PROBLEM TO WORK ON: Locate the line that contains "Where can the clasped". Reproduce it and all following lines up to the end of the material, exactly and with nothing added.

EXERCISE MATERIAL:
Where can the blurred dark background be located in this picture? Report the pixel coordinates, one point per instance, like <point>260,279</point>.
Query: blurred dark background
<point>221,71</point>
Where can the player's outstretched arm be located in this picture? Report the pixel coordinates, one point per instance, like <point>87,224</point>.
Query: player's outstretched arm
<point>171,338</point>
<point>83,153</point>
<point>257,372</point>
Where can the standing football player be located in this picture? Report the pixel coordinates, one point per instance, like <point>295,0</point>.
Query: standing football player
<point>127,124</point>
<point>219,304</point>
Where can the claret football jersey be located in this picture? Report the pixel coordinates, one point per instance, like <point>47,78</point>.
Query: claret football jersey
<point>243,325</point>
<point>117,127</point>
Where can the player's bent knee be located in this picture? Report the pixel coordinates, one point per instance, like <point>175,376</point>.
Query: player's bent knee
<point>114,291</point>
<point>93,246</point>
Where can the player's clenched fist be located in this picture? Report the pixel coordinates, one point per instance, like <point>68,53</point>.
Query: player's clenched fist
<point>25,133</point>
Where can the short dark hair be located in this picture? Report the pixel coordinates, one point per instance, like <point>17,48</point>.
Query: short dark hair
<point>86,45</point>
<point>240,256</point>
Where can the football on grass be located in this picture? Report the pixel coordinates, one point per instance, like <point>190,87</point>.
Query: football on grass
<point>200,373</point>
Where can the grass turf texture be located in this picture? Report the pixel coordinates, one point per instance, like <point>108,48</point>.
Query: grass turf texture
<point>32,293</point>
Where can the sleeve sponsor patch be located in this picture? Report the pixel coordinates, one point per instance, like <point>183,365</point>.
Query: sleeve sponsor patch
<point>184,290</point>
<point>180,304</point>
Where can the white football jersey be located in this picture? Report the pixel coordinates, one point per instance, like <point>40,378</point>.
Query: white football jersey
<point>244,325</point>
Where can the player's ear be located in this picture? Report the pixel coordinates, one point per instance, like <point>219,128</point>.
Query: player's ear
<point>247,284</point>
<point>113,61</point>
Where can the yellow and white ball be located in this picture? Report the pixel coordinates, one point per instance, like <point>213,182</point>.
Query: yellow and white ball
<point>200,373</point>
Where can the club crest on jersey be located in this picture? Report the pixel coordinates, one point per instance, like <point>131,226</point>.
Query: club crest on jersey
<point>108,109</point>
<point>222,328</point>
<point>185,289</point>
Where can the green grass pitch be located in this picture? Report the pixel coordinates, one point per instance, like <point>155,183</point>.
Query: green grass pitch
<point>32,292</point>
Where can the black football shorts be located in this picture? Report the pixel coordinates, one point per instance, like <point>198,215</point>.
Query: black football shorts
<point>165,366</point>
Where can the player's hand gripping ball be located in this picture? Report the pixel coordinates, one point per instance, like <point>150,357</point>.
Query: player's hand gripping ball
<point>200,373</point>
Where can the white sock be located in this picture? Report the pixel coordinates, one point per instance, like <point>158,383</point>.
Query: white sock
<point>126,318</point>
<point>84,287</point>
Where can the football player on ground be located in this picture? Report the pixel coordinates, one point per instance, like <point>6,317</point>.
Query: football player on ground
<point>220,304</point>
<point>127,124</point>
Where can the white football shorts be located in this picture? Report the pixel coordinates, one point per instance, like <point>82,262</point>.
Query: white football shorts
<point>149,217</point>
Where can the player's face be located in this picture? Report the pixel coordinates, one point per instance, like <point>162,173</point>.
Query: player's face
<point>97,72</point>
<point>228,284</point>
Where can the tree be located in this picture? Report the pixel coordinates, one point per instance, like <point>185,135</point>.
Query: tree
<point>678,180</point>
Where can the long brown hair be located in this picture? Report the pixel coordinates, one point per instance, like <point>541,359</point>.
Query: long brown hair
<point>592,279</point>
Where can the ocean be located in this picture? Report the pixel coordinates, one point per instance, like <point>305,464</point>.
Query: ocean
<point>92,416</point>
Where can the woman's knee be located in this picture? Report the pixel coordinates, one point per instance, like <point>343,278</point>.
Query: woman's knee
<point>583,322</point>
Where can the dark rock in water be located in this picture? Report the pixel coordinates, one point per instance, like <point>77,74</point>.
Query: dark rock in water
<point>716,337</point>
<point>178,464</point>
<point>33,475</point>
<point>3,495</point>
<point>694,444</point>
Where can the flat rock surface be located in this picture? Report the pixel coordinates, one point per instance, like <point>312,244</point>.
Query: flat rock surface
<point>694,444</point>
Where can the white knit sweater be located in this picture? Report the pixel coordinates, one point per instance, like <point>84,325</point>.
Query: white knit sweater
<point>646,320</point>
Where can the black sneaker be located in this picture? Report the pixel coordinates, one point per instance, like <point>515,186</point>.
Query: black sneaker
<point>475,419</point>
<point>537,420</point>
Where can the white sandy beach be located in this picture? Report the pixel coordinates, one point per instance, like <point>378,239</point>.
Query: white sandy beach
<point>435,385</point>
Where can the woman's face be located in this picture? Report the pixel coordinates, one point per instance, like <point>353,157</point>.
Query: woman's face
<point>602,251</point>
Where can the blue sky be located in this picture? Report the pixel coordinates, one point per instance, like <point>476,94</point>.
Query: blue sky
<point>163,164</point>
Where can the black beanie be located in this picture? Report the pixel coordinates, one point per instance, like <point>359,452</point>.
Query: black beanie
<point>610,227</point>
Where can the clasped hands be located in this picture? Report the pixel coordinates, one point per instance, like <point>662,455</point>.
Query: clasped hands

TASK ANSWER:
Where can the clasped hands be located in this picture? Report the pixel coordinates, one point per instance, like <point>662,455</point>.
Query: clasped hands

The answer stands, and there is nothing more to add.